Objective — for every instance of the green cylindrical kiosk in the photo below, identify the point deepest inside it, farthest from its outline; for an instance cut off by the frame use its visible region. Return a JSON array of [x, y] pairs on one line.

···

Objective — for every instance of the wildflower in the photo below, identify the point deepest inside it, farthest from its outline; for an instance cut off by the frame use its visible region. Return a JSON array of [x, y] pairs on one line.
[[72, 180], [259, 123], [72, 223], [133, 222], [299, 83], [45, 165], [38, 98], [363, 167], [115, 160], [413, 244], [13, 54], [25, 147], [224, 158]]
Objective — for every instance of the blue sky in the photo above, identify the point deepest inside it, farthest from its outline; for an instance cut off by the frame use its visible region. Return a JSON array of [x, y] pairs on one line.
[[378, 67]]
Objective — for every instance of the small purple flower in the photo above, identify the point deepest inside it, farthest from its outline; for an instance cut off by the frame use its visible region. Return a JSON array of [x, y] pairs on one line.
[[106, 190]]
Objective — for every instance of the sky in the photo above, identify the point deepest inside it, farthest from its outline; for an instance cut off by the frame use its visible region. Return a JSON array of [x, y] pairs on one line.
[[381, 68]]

···

Exercise: Reproduce the part that opens with the line containing "Objective — for every instance of the wildflower" and closes with the line containing "[[378, 67]]", swapping "outline" for "boundary" wherever it occurs and leaving everything else as it is.

Task answer:
Objective — for every instance of the wildflower in the photo below, identify the point deepest inside it, farthest from its boundary; for an instance cut off by the frame use its visible region. Return a JSON array of [x, y] pairs on one line.
[[72, 180], [259, 123], [72, 223], [133, 222], [299, 83], [45, 165], [38, 98], [363, 167], [115, 160], [413, 244], [13, 54], [25, 147], [224, 158]]
Objective — for every instance of the blue sky in the photo above, identify the point deepest inside it, farthest from its boundary; for an instance cut off by the frame use its visible region. Return a JSON array of [x, y] pairs on one line.
[[378, 67]]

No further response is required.